» Exercise aim:
Would it be possible to write out each entry below exactly, without the pictures?
═══ Input for this task ═══
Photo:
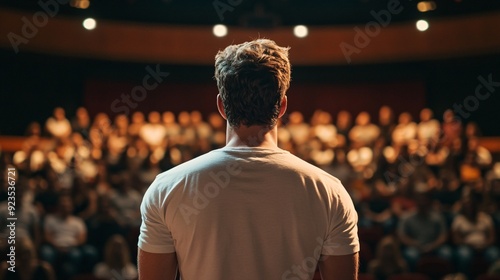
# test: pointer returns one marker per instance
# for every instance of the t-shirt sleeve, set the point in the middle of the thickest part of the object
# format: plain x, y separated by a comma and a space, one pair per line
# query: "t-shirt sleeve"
154, 237
342, 236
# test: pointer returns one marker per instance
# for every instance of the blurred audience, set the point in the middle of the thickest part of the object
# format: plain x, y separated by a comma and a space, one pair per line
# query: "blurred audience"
412, 181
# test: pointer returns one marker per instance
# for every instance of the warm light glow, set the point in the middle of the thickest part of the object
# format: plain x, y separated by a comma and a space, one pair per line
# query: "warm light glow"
79, 4
426, 6
220, 30
89, 23
300, 31
422, 25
═══
» Answer to the task:
Photo:
# test: pointer returns one marker per instance
# for every instance of the t-shirt sleeve, set the point in the middle of the thickest part of the object
# format: plain x, y separated by a comma and a space, one pair per line
# query: "t-shirt sleeve"
154, 237
342, 236
# test: pointer returns one marker per instance
# for every instance of the blurred audience, set the point in the middle of the thickest part of the object
# format: plain x, y separated by a comma and a space, one pair per line
# query: "blurred audience"
412, 181
# test: pointer returns one marker per instance
# for every instance of the warm light glow, set the point in the middle of the thickest part of the object
# format: plain x, y separated by a comma and a space, one pair per line
# query: "warm light glow"
79, 4
426, 6
220, 30
89, 23
300, 31
422, 25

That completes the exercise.